(Beginning of DATA SHOWN)
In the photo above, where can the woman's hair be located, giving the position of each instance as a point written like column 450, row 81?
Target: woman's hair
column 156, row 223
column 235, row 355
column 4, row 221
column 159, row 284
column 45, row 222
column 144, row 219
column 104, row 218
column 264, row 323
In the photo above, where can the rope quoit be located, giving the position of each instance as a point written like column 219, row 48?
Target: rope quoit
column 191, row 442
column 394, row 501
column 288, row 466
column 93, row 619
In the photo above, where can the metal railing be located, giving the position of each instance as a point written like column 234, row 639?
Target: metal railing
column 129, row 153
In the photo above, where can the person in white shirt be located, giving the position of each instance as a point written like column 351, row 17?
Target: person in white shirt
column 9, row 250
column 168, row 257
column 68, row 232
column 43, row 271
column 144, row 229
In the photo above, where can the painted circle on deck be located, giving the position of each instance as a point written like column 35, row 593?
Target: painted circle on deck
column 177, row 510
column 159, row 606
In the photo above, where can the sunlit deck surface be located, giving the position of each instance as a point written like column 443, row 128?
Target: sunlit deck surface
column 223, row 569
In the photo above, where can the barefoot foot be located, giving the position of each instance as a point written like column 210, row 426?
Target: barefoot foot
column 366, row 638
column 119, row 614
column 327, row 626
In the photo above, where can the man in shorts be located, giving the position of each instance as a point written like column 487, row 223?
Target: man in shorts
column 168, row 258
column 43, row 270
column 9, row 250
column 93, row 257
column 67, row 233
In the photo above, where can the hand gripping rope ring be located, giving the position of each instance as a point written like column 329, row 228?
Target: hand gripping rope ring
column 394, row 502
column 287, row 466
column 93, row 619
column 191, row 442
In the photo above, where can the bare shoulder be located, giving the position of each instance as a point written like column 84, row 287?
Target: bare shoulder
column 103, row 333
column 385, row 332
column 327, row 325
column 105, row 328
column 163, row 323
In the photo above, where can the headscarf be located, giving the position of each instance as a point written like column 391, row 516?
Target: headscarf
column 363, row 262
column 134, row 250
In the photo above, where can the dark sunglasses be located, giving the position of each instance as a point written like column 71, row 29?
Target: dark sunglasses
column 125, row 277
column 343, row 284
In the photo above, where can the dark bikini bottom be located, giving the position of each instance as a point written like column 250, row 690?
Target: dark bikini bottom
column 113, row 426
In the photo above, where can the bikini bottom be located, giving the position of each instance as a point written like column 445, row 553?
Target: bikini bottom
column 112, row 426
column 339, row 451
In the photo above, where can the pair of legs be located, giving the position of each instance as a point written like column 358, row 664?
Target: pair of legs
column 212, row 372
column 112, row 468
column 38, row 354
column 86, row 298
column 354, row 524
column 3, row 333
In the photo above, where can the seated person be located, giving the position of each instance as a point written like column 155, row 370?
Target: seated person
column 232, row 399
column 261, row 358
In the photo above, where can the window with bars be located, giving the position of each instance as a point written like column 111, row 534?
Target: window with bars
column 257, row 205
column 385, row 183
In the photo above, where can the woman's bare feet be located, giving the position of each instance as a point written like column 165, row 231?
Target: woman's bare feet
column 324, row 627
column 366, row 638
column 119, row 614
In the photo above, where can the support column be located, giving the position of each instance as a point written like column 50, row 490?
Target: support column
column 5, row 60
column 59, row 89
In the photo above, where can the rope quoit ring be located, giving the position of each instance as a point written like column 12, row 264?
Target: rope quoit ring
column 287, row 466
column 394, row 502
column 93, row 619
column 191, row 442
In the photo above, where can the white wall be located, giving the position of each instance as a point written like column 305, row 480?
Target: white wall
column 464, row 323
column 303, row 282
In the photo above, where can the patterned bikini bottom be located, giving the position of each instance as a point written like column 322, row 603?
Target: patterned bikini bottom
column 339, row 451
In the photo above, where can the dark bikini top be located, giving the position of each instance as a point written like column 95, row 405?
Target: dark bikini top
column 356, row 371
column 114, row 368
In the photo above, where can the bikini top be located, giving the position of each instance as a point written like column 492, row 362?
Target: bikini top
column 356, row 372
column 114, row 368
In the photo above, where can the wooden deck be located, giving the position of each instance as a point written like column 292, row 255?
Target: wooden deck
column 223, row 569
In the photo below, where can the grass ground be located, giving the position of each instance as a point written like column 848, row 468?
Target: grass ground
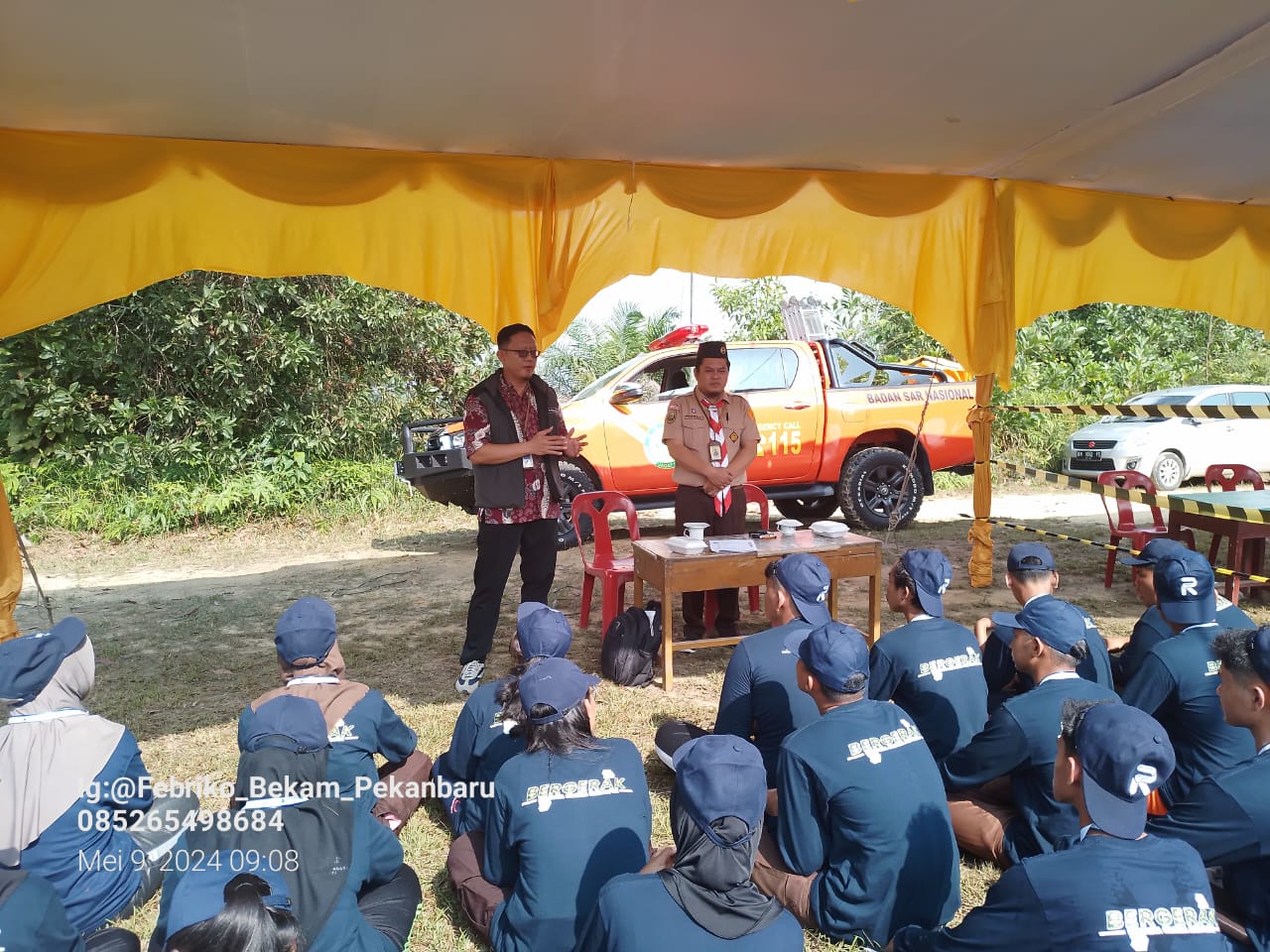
(End of DATA SHOWN)
WHAT TO PRODUCE => Give back the entries above exactly as they stand. Leave the images out.

ANSWER BELOW =>
In the photo above, where can the woman's hair be located, giving the position of each instance as a point written like column 450, row 81?
Target: woman's hair
column 156, row 223
column 235, row 355
column 4, row 221
column 159, row 284
column 45, row 222
column 144, row 219
column 104, row 218
column 264, row 323
In the photo above, where can the rope quoit be located, giving the position of each instance as a point written like column 219, row 48?
Target: rope quoit
column 191, row 442
column 394, row 501
column 288, row 466
column 93, row 619
In the photo above, where can the metal railing be located, giving the position of each instance as a point written like column 234, row 639?
Target: metal railing
column 129, row 153
In the photo above, where can the person in white shirt be located, giving the position of each instance as a point written like column 351, row 17?
Target: person in white shirt
column 9, row 250
column 168, row 257
column 68, row 232
column 43, row 271
column 144, row 229
In the photo above, where can the painted circle on deck be located, giving the position of each instance as a point written like column 35, row 593?
Target: painted circle on deck
column 177, row 510
column 159, row 606
In the photo above, where can the sunlit deck surface be located, giving the position of each instance as a point written like column 443, row 128?
Target: sunlit deck surface
column 223, row 569
In the photo above, where can the barefoot foot be located, giving the position of each instance as a point written like column 210, row 426?
Target: barefoot foot
column 366, row 638
column 119, row 614
column 327, row 626
In the photo above, where can the man in shorts be located, giving the position of each instance as a point written like column 487, row 223?
Target: man in shorts
column 168, row 258
column 43, row 270
column 9, row 250
column 93, row 257
column 67, row 233
In the photo above, where can the hand gripping rope ring be located, giving the position of each instance as a point written like column 329, row 228?
Target: hand gripping rope ring
column 394, row 502
column 287, row 466
column 93, row 619
column 191, row 442
In the photo above, where can the bare shoulder be located, giving the position of each instance as a point written like column 84, row 287?
Target: bare shoulder
column 103, row 333
column 385, row 332
column 327, row 325
column 105, row 328
column 163, row 323
In the photo above, where can the headscarf be located, giving the position of each instance as a point written like column 391, row 516?
Target: headscarf
column 363, row 262
column 134, row 250
In the photo above, where can the dark sunglasses be located, giving the position of each instance as a point written like column 71, row 29?
Target: dark sunglasses
column 125, row 277
column 343, row 284
In the photo above, where can the dark bikini bottom be located, giving the position of each instance as a point written like column 250, row 690?
Target: dark bikini bottom
column 113, row 426
In the photo above, where can the bikini bottom be located, giving the position of each instance as a point written like column 445, row 553?
Target: bikini bottom
column 112, row 426
column 339, row 451
In the photo above, where can the pair of legs be located, giving the position of each instance as a point written like column 358, row 664?
Target: pair of legs
column 212, row 372
column 112, row 468
column 38, row 354
column 86, row 298
column 354, row 524
column 3, row 333
In the photo above, where can the seated person be located, giving the position of each instance as a point written like column 155, row 370?
Target: seated person
column 232, row 399
column 261, row 358
In the photo above, where can the window with bars be located, giving the position of each instance as a point written like column 111, row 534?
Target: window with bars
column 257, row 205
column 385, row 183
In the photo above, where can the woman's bare feet be located, giving the position of each instance as a point written like column 165, row 231?
Target: woman's bare feet
column 324, row 627
column 366, row 638
column 119, row 614
In the photo above, where can the support column be located, giving the position of each instance as a point written like column 50, row 490?
Target: support column
column 5, row 60
column 59, row 89
In the photo above, where can the rope quoit ring be located, giving the position of each instance as a point written like column 12, row 264?
Target: rope quoit ring
column 287, row 466
column 394, row 502
column 93, row 619
column 191, row 442
In the photo above, where can the white wall be located, giving the position of each instance as a point written like column 305, row 480?
Target: white wall
column 464, row 323
column 303, row 282
In the photo above, where can the patterned bikini bottom be located, giving the position of each instance as a point written like column 322, row 603?
Target: patterned bikini bottom
column 339, row 451
In the photo above, where can the dark bikini top be located, giving the position of each instance as a point written like column 95, row 405?
Target: dark bikini top
column 356, row 371
column 114, row 368
In the photo above, where can the bikini top be located, giving the position of each instance as a point written like column 492, row 362?
Target: bikini top
column 356, row 372
column 114, row 368
In the photo above, where can the wooden deck be located, giving the position of each instance as a point written like column 292, row 255?
Target: wooden deck
column 223, row 569
In the photo below, where can the grass ground be located, giving the position of each instance as a point written like column 848, row 468?
Target: grass ground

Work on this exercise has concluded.